Exercise prompt.
Update the lines from the one containing "task: provide the mask of every instance of the cabinet" up to and including the one containing "114 173 L 159", changing "cabinet door" to "cupboard door" and leaving everything else as it is.

— BEGIN Material supplied —

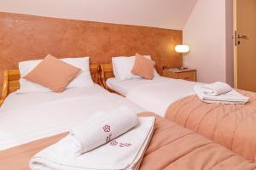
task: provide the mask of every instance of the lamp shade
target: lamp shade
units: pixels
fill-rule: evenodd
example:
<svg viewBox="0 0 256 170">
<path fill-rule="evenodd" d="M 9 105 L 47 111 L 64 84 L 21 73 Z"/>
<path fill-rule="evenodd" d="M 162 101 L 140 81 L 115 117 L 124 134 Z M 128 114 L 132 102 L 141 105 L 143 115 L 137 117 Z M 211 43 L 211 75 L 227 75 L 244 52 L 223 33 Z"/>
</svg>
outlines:
<svg viewBox="0 0 256 170">
<path fill-rule="evenodd" d="M 189 50 L 190 50 L 190 48 L 188 45 L 177 45 L 175 47 L 175 51 L 177 53 L 185 54 L 185 53 L 189 53 Z"/>
</svg>

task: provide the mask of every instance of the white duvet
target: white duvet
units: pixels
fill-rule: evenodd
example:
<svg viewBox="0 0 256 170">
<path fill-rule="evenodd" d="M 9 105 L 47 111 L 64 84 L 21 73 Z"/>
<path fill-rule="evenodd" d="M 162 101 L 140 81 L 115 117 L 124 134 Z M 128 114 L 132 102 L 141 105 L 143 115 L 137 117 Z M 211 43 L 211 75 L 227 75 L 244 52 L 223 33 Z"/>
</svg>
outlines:
<svg viewBox="0 0 256 170">
<path fill-rule="evenodd" d="M 107 83 L 110 88 L 123 94 L 127 99 L 161 116 L 165 116 L 172 103 L 195 94 L 194 86 L 201 84 L 163 76 L 157 76 L 153 80 L 119 81 L 116 78 L 110 78 Z"/>
<path fill-rule="evenodd" d="M 53 92 L 10 94 L 0 109 L 0 150 L 67 132 L 95 112 L 125 105 L 143 110 L 98 85 Z"/>
</svg>

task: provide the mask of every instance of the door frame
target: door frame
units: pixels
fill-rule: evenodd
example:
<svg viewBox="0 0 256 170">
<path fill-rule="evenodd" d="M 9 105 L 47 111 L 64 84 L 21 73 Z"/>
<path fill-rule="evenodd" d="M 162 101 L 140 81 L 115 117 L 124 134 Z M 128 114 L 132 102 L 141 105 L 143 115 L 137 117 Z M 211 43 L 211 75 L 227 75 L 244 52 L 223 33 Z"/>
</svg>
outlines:
<svg viewBox="0 0 256 170">
<path fill-rule="evenodd" d="M 237 45 L 236 41 L 236 31 L 237 31 L 237 0 L 233 0 L 233 38 L 234 38 L 234 86 L 237 88 Z"/>
</svg>

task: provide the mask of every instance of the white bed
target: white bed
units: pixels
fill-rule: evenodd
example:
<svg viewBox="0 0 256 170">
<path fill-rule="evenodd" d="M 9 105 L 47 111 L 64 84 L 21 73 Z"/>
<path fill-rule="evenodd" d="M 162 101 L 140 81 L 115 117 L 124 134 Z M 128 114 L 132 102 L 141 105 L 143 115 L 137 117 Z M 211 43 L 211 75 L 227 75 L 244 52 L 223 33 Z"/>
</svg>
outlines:
<svg viewBox="0 0 256 170">
<path fill-rule="evenodd" d="M 119 105 L 143 111 L 96 84 L 61 94 L 10 94 L 0 108 L 0 150 L 67 132 L 95 112 Z"/>
<path fill-rule="evenodd" d="M 143 78 L 120 81 L 107 80 L 108 88 L 125 96 L 127 99 L 164 116 L 168 106 L 176 100 L 195 94 L 193 87 L 199 82 L 155 76 L 153 80 Z"/>
</svg>

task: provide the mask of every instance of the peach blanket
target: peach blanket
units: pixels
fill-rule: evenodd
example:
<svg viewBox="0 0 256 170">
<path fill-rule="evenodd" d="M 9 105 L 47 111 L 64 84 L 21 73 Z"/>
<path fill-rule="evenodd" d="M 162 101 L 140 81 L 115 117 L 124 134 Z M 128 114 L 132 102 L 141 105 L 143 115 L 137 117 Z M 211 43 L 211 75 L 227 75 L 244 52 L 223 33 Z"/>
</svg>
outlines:
<svg viewBox="0 0 256 170">
<path fill-rule="evenodd" d="M 226 148 L 152 113 L 157 117 L 155 130 L 146 151 L 142 170 L 253 170 L 256 164 Z M 43 139 L 0 151 L 0 169 L 26 170 L 32 156 L 57 142 L 67 133 Z"/>
<path fill-rule="evenodd" d="M 256 162 L 256 94 L 247 105 L 206 104 L 195 95 L 171 105 L 166 118 Z"/>
</svg>

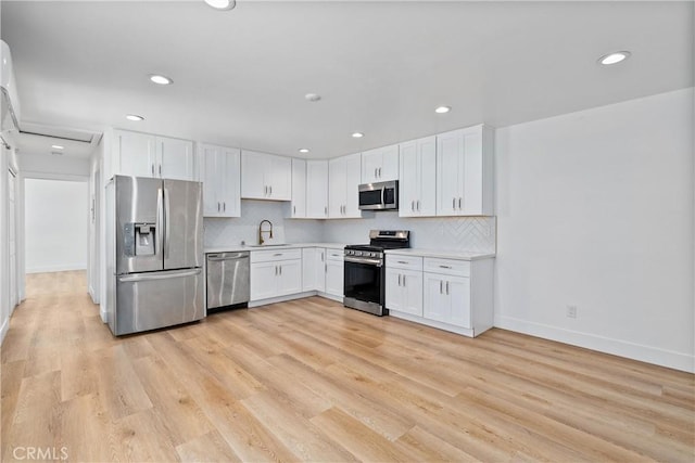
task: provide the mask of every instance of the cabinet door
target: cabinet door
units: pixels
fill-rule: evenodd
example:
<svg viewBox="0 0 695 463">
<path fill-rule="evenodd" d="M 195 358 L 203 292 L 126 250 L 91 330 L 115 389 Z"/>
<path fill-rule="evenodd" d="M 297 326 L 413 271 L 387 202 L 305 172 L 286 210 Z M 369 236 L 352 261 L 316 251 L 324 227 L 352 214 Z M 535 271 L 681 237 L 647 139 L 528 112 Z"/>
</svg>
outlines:
<svg viewBox="0 0 695 463">
<path fill-rule="evenodd" d="M 420 198 L 420 164 L 417 142 L 401 143 L 401 172 L 399 175 L 399 217 L 417 217 L 417 201 Z M 432 184 L 434 189 L 434 184 Z"/>
<path fill-rule="evenodd" d="M 292 159 L 268 155 L 270 166 L 266 171 L 268 198 L 276 201 L 292 200 Z"/>
<path fill-rule="evenodd" d="M 306 160 L 292 159 L 292 204 L 290 217 L 306 217 Z"/>
<path fill-rule="evenodd" d="M 464 139 L 460 130 L 437 136 L 437 215 L 462 215 Z"/>
<path fill-rule="evenodd" d="M 401 270 L 387 268 L 386 304 L 390 310 L 403 311 L 403 276 Z"/>
<path fill-rule="evenodd" d="M 369 150 L 362 153 L 362 183 L 379 181 L 379 168 L 381 167 L 381 151 Z"/>
<path fill-rule="evenodd" d="M 328 217 L 342 218 L 345 204 L 345 158 L 328 162 Z"/>
<path fill-rule="evenodd" d="M 114 173 L 159 177 L 156 140 L 152 136 L 115 130 L 113 155 L 118 159 L 118 169 Z"/>
<path fill-rule="evenodd" d="M 328 160 L 306 162 L 306 217 L 328 217 Z"/>
<path fill-rule="evenodd" d="M 379 181 L 399 180 L 399 145 L 394 144 L 381 149 L 381 166 Z"/>
<path fill-rule="evenodd" d="M 159 177 L 173 180 L 198 180 L 193 142 L 188 140 L 156 138 Z"/>
<path fill-rule="evenodd" d="M 471 327 L 470 321 L 470 279 L 446 276 L 445 291 L 450 298 L 448 322 L 456 326 Z"/>
<path fill-rule="evenodd" d="M 326 258 L 328 253 L 323 247 L 316 249 L 314 265 L 316 266 L 316 291 L 326 293 L 326 274 L 328 273 L 328 265 Z"/>
<path fill-rule="evenodd" d="M 222 158 L 218 182 L 218 198 L 223 217 L 241 217 L 241 160 L 240 150 L 220 147 Z"/>
<path fill-rule="evenodd" d="M 281 260 L 278 266 L 278 296 L 302 292 L 302 259 Z"/>
<path fill-rule="evenodd" d="M 277 262 L 258 262 L 251 265 L 251 300 L 261 300 L 277 296 Z"/>
<path fill-rule="evenodd" d="M 241 197 L 265 200 L 268 185 L 265 182 L 266 155 L 255 151 L 241 152 Z"/>
<path fill-rule="evenodd" d="M 417 167 L 419 196 L 415 210 L 420 217 L 437 215 L 437 137 L 417 141 Z"/>
<path fill-rule="evenodd" d="M 316 266 L 316 247 L 305 247 L 302 249 L 302 291 L 316 291 L 316 275 L 318 267 Z M 321 278 L 324 276 L 324 268 L 321 267 Z"/>
<path fill-rule="evenodd" d="M 217 146 L 200 144 L 198 151 L 203 166 L 203 216 L 218 217 L 222 214 L 219 172 L 224 169 L 224 157 Z"/>
<path fill-rule="evenodd" d="M 388 270 L 387 270 L 388 271 Z M 401 275 L 401 311 L 422 317 L 422 272 L 399 270 Z M 387 297 L 389 293 L 387 292 Z"/>
<path fill-rule="evenodd" d="M 361 183 L 362 156 L 359 154 L 351 154 L 345 156 L 345 183 L 343 192 L 343 217 L 362 218 L 359 210 L 359 193 Z"/>
<path fill-rule="evenodd" d="M 343 297 L 344 268 L 342 260 L 326 261 L 326 293 L 331 296 Z"/>
<path fill-rule="evenodd" d="M 422 273 L 424 300 L 422 317 L 440 322 L 451 322 L 451 297 L 446 295 L 445 276 L 438 273 Z M 450 288 L 451 292 L 451 288 Z"/>
</svg>

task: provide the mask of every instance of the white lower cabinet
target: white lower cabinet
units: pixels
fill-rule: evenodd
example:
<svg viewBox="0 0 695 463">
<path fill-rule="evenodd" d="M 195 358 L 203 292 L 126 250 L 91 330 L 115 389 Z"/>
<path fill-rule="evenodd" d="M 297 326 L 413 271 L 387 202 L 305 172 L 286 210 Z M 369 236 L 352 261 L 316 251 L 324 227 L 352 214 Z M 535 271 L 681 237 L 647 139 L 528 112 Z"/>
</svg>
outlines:
<svg viewBox="0 0 695 463">
<path fill-rule="evenodd" d="M 493 325 L 493 265 L 491 258 L 462 260 L 387 254 L 389 313 L 478 336 Z"/>
<path fill-rule="evenodd" d="M 422 258 L 387 256 L 384 291 L 389 310 L 422 317 Z"/>
<path fill-rule="evenodd" d="M 302 292 L 302 249 L 251 253 L 251 301 Z"/>
</svg>

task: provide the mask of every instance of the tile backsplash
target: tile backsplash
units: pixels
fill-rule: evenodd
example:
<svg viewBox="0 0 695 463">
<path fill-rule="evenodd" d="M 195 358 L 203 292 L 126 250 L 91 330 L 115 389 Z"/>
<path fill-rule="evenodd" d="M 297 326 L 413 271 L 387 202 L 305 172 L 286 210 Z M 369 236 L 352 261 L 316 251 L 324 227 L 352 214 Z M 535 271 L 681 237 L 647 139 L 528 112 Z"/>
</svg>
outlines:
<svg viewBox="0 0 695 463">
<path fill-rule="evenodd" d="M 365 213 L 362 219 L 288 219 L 290 203 L 274 201 L 241 202 L 240 218 L 205 218 L 205 246 L 255 244 L 258 223 L 273 222 L 276 241 L 287 243 L 334 242 L 366 243 L 369 230 L 409 230 L 410 246 L 428 249 L 495 253 L 495 217 L 401 218 L 399 213 Z"/>
</svg>

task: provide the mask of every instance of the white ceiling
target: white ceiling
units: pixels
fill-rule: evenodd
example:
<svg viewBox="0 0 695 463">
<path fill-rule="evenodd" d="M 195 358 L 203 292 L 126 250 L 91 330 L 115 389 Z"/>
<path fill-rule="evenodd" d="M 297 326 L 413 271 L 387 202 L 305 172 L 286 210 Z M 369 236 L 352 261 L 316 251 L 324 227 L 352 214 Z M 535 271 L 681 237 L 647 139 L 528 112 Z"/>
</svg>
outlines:
<svg viewBox="0 0 695 463">
<path fill-rule="evenodd" d="M 333 157 L 693 86 L 693 2 L 2 1 L 22 121 Z M 614 67 L 598 56 L 629 50 Z M 159 87 L 148 75 L 175 80 Z M 317 103 L 304 100 L 315 92 Z M 440 104 L 453 107 L 434 114 Z M 140 114 L 142 123 L 125 120 Z M 363 139 L 350 133 L 365 132 Z"/>
</svg>

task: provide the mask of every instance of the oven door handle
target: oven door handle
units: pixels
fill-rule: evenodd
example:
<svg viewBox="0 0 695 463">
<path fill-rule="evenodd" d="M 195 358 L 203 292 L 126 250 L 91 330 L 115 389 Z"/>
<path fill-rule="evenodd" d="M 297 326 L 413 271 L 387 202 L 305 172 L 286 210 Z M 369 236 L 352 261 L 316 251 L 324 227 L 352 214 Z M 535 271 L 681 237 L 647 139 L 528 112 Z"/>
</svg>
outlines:
<svg viewBox="0 0 695 463">
<path fill-rule="evenodd" d="M 345 259 L 345 262 L 366 263 L 368 266 L 376 266 L 376 267 L 383 266 L 383 262 L 380 259 L 364 259 L 362 257 L 350 257 L 350 256 L 345 256 L 344 259 Z"/>
</svg>

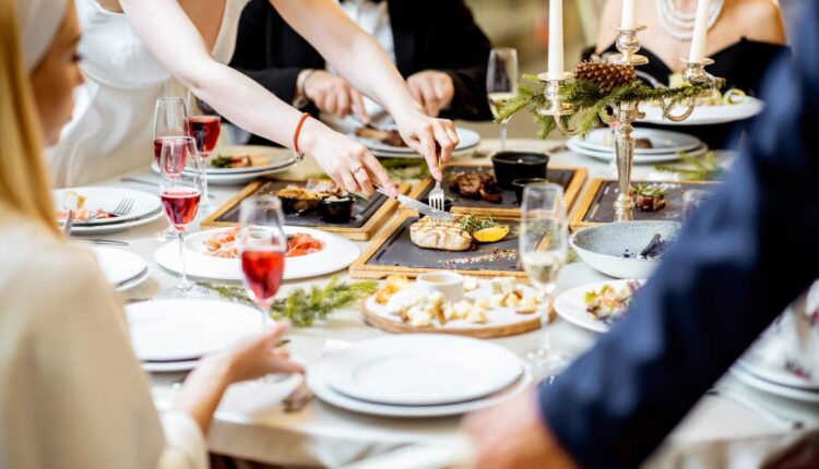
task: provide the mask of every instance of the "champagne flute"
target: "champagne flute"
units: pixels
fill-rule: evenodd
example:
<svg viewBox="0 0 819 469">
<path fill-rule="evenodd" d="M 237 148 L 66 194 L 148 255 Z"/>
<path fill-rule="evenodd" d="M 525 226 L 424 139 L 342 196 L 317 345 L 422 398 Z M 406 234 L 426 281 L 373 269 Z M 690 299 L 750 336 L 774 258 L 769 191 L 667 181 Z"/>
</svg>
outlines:
<svg viewBox="0 0 819 469">
<path fill-rule="evenodd" d="M 181 275 L 176 286 L 177 292 L 188 297 L 193 284 L 188 280 L 185 265 L 185 234 L 188 225 L 197 217 L 199 202 L 202 199 L 202 180 L 200 175 L 185 173 L 186 164 L 199 159 L 197 143 L 190 136 L 166 137 L 162 142 L 159 156 L 159 197 L 165 216 L 179 237 L 179 257 Z"/>
<path fill-rule="evenodd" d="M 492 49 L 486 69 L 486 93 L 489 110 L 498 118 L 503 105 L 514 97 L 518 91 L 518 51 L 509 47 Z M 500 149 L 507 149 L 507 123 L 500 122 Z"/>
<path fill-rule="evenodd" d="M 158 98 L 154 108 L 154 158 L 159 165 L 162 157 L 162 142 L 168 137 L 189 136 L 188 108 L 181 97 Z M 173 226 L 156 233 L 157 241 L 176 238 Z"/>
<path fill-rule="evenodd" d="M 554 377 L 568 362 L 567 356 L 549 344 L 548 323 L 560 267 L 566 263 L 568 228 L 563 189 L 558 184 L 527 184 L 521 205 L 520 257 L 532 286 L 544 297 L 543 344 L 526 353 L 533 365 Z"/>
<path fill-rule="evenodd" d="M 239 254 L 245 288 L 262 313 L 264 333 L 270 306 L 282 285 L 287 253 L 282 201 L 271 195 L 246 199 L 239 206 Z"/>
<path fill-rule="evenodd" d="M 219 140 L 222 117 L 207 103 L 199 99 L 192 92 L 188 92 L 188 109 L 190 109 L 188 130 L 190 135 L 197 140 L 200 155 L 202 155 L 202 158 L 207 159 Z M 202 171 L 204 183 L 201 205 L 202 209 L 209 212 L 213 208 L 213 204 L 211 204 L 207 196 L 207 165 L 203 164 L 200 170 Z"/>
</svg>

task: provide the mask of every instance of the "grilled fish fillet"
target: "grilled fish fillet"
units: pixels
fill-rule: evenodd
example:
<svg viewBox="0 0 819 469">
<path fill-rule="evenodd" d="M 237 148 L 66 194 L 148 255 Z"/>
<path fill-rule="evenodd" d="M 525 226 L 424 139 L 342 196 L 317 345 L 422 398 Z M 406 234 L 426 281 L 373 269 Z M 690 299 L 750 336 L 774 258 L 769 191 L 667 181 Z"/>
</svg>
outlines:
<svg viewBox="0 0 819 469">
<path fill-rule="evenodd" d="M 410 226 L 410 239 L 420 248 L 443 251 L 466 251 L 472 246 L 472 237 L 461 229 L 458 221 L 430 217 L 424 217 Z"/>
</svg>

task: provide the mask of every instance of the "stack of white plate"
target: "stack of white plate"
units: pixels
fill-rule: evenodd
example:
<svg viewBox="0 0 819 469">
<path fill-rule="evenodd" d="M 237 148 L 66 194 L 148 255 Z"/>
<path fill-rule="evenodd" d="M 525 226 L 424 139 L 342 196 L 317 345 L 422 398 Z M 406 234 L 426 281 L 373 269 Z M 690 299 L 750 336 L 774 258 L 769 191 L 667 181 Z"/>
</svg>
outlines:
<svg viewBox="0 0 819 469">
<path fill-rule="evenodd" d="M 214 168 L 213 159 L 219 156 L 249 156 L 252 155 L 259 159 L 266 159 L 266 164 L 254 166 L 252 168 Z M 273 175 L 275 172 L 286 171 L 297 161 L 296 155 L 284 148 L 258 145 L 224 145 L 216 147 L 211 156 L 205 160 L 205 171 L 207 173 L 207 183 L 238 185 L 247 184 L 261 176 Z M 159 172 L 159 166 L 154 161 L 151 165 L 154 172 Z M 194 171 L 192 166 L 185 169 L 186 173 Z"/>
<path fill-rule="evenodd" d="M 158 191 L 158 185 L 157 185 Z M 122 188 L 71 188 L 52 192 L 55 206 L 58 211 L 73 208 L 73 201 L 80 195 L 85 197 L 84 208 L 94 213 L 97 209 L 110 212 L 117 208 L 121 201 L 133 201 L 131 209 L 122 216 L 93 219 L 87 223 L 74 220 L 72 234 L 93 234 L 121 231 L 128 228 L 150 224 L 163 217 L 162 202 L 155 194 Z M 60 224 L 63 220 L 59 220 Z"/>
<path fill-rule="evenodd" d="M 217 300 L 155 300 L 126 306 L 131 342 L 142 368 L 192 370 L 200 358 L 262 332 L 250 306 Z"/>
<path fill-rule="evenodd" d="M 679 153 L 685 152 L 691 156 L 701 156 L 708 151 L 708 146 L 699 139 L 680 132 L 658 129 L 634 129 L 634 139 L 648 139 L 652 143 L 651 148 L 636 148 L 636 164 L 657 164 L 679 159 Z M 589 132 L 585 139 L 573 136 L 566 142 L 566 146 L 580 155 L 590 156 L 604 161 L 615 159 L 615 135 L 609 129 L 595 129 Z"/>
<path fill-rule="evenodd" d="M 502 401 L 532 382 L 520 359 L 487 341 L 413 334 L 356 342 L 308 370 L 316 395 L 385 417 L 442 417 Z"/>
<path fill-rule="evenodd" d="M 124 291 L 147 279 L 151 275 L 145 260 L 139 255 L 115 248 L 91 248 L 99 263 L 105 279 L 117 290 Z"/>
<path fill-rule="evenodd" d="M 461 143 L 458 144 L 458 147 L 455 147 L 452 156 L 466 155 L 477 149 L 477 146 L 480 144 L 480 135 L 477 132 L 462 127 L 456 128 L 455 131 L 458 132 L 458 139 L 461 141 Z M 379 158 L 422 157 L 420 155 L 415 153 L 414 149 L 408 147 L 387 145 L 385 143 L 381 143 L 377 140 L 357 136 L 354 133 L 349 134 L 349 136 L 360 142 L 363 145 L 369 148 L 375 156 Z"/>
</svg>

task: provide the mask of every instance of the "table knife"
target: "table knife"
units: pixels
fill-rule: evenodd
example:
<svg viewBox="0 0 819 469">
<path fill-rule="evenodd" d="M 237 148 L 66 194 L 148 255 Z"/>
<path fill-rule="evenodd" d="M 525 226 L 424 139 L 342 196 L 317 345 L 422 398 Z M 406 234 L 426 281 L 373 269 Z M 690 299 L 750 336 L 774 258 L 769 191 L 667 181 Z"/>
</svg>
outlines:
<svg viewBox="0 0 819 469">
<path fill-rule="evenodd" d="M 410 208 L 418 212 L 419 214 L 424 214 L 424 215 L 426 215 L 428 217 L 438 218 L 438 219 L 442 219 L 442 220 L 450 220 L 450 221 L 453 221 L 455 219 L 454 216 L 452 216 L 452 215 L 450 215 L 450 214 L 448 214 L 446 212 L 436 211 L 435 208 L 430 207 L 429 205 L 425 204 L 424 202 L 416 201 L 415 199 L 410 199 L 406 195 L 397 194 L 396 196 L 393 197 L 392 195 L 388 194 L 387 191 L 384 191 L 383 189 L 379 188 L 379 189 L 377 189 L 377 191 L 378 191 L 379 194 L 383 194 L 383 195 L 387 195 L 390 199 L 399 201 L 399 203 L 401 203 L 401 205 L 405 205 L 405 206 L 407 206 L 407 207 L 410 207 Z"/>
</svg>

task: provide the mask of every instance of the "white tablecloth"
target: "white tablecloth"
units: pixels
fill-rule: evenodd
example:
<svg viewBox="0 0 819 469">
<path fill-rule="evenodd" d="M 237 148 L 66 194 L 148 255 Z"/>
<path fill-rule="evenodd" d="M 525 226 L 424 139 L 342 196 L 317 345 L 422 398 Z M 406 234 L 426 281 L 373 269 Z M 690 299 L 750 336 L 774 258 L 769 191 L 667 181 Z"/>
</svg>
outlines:
<svg viewBox="0 0 819 469">
<path fill-rule="evenodd" d="M 544 151 L 560 145 L 560 142 L 511 141 L 512 149 Z M 480 151 L 491 151 L 497 143 L 488 141 L 482 144 Z M 146 157 L 147 158 L 147 157 Z M 582 166 L 590 170 L 590 179 L 595 177 L 614 178 L 614 168 L 594 159 L 557 153 L 551 165 Z M 305 163 L 302 165 L 310 165 Z M 314 168 L 300 168 L 300 172 L 316 172 Z M 651 175 L 652 168 L 636 166 L 633 179 L 640 180 Z M 152 183 L 156 177 L 145 169 L 131 175 L 123 175 Z M 103 182 L 124 185 L 133 189 L 155 191 L 155 188 L 134 182 L 121 182 L 119 178 Z M 216 205 L 234 195 L 240 188 L 211 187 L 216 195 Z M 581 192 L 582 194 L 582 192 Z M 154 261 L 154 251 L 159 242 L 154 234 L 166 227 L 164 220 L 153 223 L 121 233 L 107 236 L 108 239 L 128 241 L 131 251 L 142 255 L 151 265 L 151 279 L 139 288 L 128 291 L 127 298 L 151 298 L 158 291 L 175 285 L 176 275 L 164 270 Z M 366 243 L 360 243 L 364 246 Z M 346 278 L 346 273 L 339 273 Z M 282 294 L 288 289 L 304 287 L 311 282 L 324 282 L 330 276 L 309 281 L 289 281 L 282 288 Z M 558 293 L 568 288 L 603 280 L 598 274 L 582 263 L 567 266 L 558 280 Z M 563 321 L 557 320 L 550 327 L 551 341 L 559 348 L 577 354 L 594 342 L 593 333 L 580 329 Z M 314 364 L 320 359 L 324 341 L 328 338 L 359 340 L 378 337 L 384 333 L 364 323 L 355 309 L 334 313 L 329 321 L 310 328 L 295 329 L 290 334 L 290 349 L 295 357 L 306 364 Z M 497 344 L 522 353 L 535 347 L 542 333 L 534 332 L 520 336 L 494 339 Z M 179 374 L 153 375 L 153 392 L 157 406 L 167 408 L 173 404 L 177 393 L 174 383 L 182 378 Z M 423 443 L 441 443 L 458 435 L 459 419 L 399 420 L 356 414 L 314 400 L 297 413 L 285 413 L 280 405 L 281 399 L 295 386 L 297 380 L 280 384 L 260 386 L 257 384 L 237 385 L 228 390 L 219 406 L 207 442 L 214 453 L 240 458 L 287 466 L 329 466 L 335 467 L 352 461 L 363 460 L 407 445 Z M 810 406 L 750 389 L 731 376 L 724 378 L 723 385 L 752 396 L 753 399 L 774 409 L 787 418 L 798 418 L 810 428 L 819 428 L 819 406 Z M 745 447 L 762 447 L 771 442 L 784 442 L 794 438 L 795 433 L 785 432 L 768 420 L 750 412 L 745 407 L 722 397 L 704 397 L 679 428 L 670 435 L 666 444 L 646 465 L 650 467 L 682 467 L 686 458 L 696 459 L 699 455 L 713 455 L 714 445 L 724 452 L 736 453 L 735 446 L 722 443 L 735 442 L 741 454 Z M 761 440 L 760 440 L 761 438 Z M 784 438 L 784 440 L 783 440 Z M 722 445 L 721 445 L 722 444 Z M 704 449 L 703 449 L 704 448 Z M 726 449 L 727 448 L 727 449 Z M 770 449 L 768 449 L 770 450 Z M 751 452 L 751 449 L 748 449 Z M 681 457 L 680 455 L 684 455 Z M 741 459 L 732 459 L 735 462 Z M 700 462 L 705 459 L 700 459 Z M 713 460 L 712 460 L 713 461 Z M 693 462 L 689 460 L 686 464 Z M 712 467 L 710 464 L 686 467 Z"/>
</svg>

— END Material supplied —

Solution to the exercise.
task: provide the mask of every instance of the cupboard door
target: cupboard door
units: pixels
fill-rule: evenodd
example:
<svg viewBox="0 0 695 463">
<path fill-rule="evenodd" d="M 195 358 L 203 292 L 126 250 L 91 330 L 115 389 Z"/>
<path fill-rule="evenodd" d="M 297 326 L 413 271 L 387 202 L 305 172 L 286 210 Z M 369 236 L 352 261 L 316 251 L 324 227 L 352 214 Z M 535 271 L 681 237 L 647 139 L 528 112 Z"/>
</svg>
outlines:
<svg viewBox="0 0 695 463">
<path fill-rule="evenodd" d="M 420 198 L 420 164 L 417 142 L 401 143 L 401 172 L 399 175 L 399 217 L 417 217 L 417 201 Z M 432 184 L 434 189 L 434 184 Z"/>
<path fill-rule="evenodd" d="M 292 159 L 268 155 L 270 166 L 266 171 L 268 198 L 276 201 L 292 200 Z"/>
<path fill-rule="evenodd" d="M 306 160 L 292 159 L 292 204 L 290 217 L 306 217 Z"/>
<path fill-rule="evenodd" d="M 464 139 L 460 130 L 437 136 L 437 215 L 462 215 Z"/>
<path fill-rule="evenodd" d="M 401 270 L 387 268 L 386 304 L 390 310 L 403 311 L 403 276 Z"/>
<path fill-rule="evenodd" d="M 369 150 L 362 153 L 362 183 L 379 181 L 379 168 L 381 167 L 381 151 Z"/>
<path fill-rule="evenodd" d="M 328 217 L 342 218 L 345 204 L 345 158 L 328 162 Z"/>
<path fill-rule="evenodd" d="M 114 173 L 159 177 L 156 140 L 152 136 L 115 130 L 113 155 L 118 159 L 118 169 Z"/>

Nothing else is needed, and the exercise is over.